Reproduce the complete listing without any deviation.
== DATA LISTING
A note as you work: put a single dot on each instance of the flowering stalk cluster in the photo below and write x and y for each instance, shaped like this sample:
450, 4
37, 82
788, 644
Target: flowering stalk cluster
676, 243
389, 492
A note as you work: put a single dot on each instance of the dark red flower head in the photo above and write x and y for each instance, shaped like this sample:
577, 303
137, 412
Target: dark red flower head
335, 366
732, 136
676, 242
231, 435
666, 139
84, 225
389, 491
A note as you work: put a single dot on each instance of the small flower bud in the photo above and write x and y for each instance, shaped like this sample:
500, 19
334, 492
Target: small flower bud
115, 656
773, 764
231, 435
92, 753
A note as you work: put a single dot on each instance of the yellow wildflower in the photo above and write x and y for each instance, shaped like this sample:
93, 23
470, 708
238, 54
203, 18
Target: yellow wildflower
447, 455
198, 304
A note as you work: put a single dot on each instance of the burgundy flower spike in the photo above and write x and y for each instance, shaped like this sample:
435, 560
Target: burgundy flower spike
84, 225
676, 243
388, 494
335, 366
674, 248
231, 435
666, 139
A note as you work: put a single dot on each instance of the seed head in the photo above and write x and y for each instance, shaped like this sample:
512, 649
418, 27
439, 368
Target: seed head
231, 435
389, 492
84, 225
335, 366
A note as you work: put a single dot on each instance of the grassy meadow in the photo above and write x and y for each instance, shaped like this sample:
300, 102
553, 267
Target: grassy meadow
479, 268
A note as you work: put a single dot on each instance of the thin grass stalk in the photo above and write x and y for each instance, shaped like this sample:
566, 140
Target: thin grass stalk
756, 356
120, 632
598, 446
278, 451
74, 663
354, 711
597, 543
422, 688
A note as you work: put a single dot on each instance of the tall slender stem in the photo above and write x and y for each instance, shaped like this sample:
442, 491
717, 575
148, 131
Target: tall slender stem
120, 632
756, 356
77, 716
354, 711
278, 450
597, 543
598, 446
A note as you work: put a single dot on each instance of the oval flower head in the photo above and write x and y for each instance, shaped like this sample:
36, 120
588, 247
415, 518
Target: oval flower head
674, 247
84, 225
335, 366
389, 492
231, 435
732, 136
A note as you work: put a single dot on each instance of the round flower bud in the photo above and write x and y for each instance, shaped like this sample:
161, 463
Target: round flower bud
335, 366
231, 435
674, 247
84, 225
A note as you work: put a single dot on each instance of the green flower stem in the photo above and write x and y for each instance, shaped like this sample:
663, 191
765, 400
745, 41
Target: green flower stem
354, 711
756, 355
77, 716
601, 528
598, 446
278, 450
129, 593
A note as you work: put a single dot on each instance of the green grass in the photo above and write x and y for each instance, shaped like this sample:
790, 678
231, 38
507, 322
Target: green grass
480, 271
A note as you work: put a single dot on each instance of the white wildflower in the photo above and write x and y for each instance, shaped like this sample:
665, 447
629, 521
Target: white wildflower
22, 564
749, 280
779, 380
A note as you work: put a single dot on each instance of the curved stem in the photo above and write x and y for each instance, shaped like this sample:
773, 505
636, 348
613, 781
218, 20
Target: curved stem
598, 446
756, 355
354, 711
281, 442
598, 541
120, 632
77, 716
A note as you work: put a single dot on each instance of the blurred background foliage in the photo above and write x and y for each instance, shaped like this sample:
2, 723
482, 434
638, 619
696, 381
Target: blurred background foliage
====
WRITTEN REPLY:
A note as you work: put a single dot on each instance of the flowering stalk cluster in the photo below and write x and y for each instance, shaped like this sample:
450, 4
37, 82
788, 644
Target: flowering stalk cluster
676, 243
389, 492
A note as you work: put a single dot on each instance of the dark red flower head in the photo above and write x and y for each instance, shaped like this sample:
577, 303
137, 412
Target: dark red flower head
335, 366
732, 136
676, 242
231, 435
666, 139
84, 225
389, 491
A note as you work: put a single dot on each instance of the small flower bud in the photo above and write x and y for each instance, shaped like this sample:
500, 19
334, 492
Target: small flower bud
115, 656
773, 764
231, 435
92, 753
A note as you work: put a single dot on each instance of the yellow wildflower in the photo above and write x and y for each instance, shaped like this sample:
93, 23
470, 708
238, 54
203, 18
Target: yellow wildflower
447, 455
198, 304
A note as you work: put a single dot on each instance of the burgundy flower spike in the photo above and write x and y for each instance, shaped like this sample:
435, 560
Target: burgundy flower spike
84, 225
676, 243
388, 494
335, 366
674, 248
231, 435
666, 139
A note as you work: put a single dot on each instance of the seed head in the photo above and write x and y for each instance, shaped like this sample:
512, 649
418, 27
439, 368
Target: seed head
231, 435
389, 492
84, 225
335, 366
A note as you work: put a single dot on each instance of the grassy meadow in the photo above and write x and y for each instance, shaped like this sample:
300, 102
553, 267
Target: grassy meadow
479, 268
A note as you work: put a single dot on each instance of the thin grass stalk in the photo above and write x and y for each instance, shaped like this sample:
566, 140
Target: thin grass stalk
756, 356
120, 632
598, 446
278, 451
74, 663
354, 711
597, 543
422, 688
A note as you work: put a single dot on each instance of the tall slender stem in the photo above and write x and y for each instance, shaped like this sample:
442, 491
717, 575
148, 131
Target: tall slender stem
120, 632
756, 356
77, 716
354, 711
278, 450
597, 543
598, 446
A note as you work: put a single dot on each instance of the oval flower head in the photo above and write x and y for each instance, shaped like this sample:
36, 120
588, 247
415, 518
Target: oval flower head
674, 247
84, 225
335, 366
389, 492
231, 435
732, 136
A note as you work: put a single dot on each instance of the round flower bud in the photo above and write x and y for each instance, shaped like this sample:
161, 463
Target: round flower bud
335, 366
231, 435
674, 247
84, 225
A note as you work: put a single dot on each instance of the green flower stem in the photo above and write x and y for each instance, shaped like this sample:
663, 191
765, 400
745, 41
Target: green flower stem
354, 711
756, 355
77, 716
601, 528
598, 446
278, 450
129, 593
A note as you work: put a single dot on each instance of the green grass in the photo above and write x and y for each instance, shaped like this sample:
790, 678
231, 38
507, 322
Target: green grass
480, 271
A note as you work: put a single dot on each instance of the white wildflower in the photo above and write x and y for each instance, shaped like this sample:
665, 447
629, 521
Target: white wildflower
22, 564
749, 280
779, 380
A note as you work: put a single dot on each instance of the curved stem in the photo above and write x and y for each instance, shaped like this sample:
773, 505
636, 348
613, 781
218, 20
Target: curved stem
598, 446
756, 355
354, 711
281, 442
598, 541
120, 632
77, 716
A note as you work: put a single dot on each instance of the blurred background foliage in the photo above and write x and y for each instance, shaped like this sample:
2, 723
482, 434
638, 619
696, 381
Target: blurred background foliage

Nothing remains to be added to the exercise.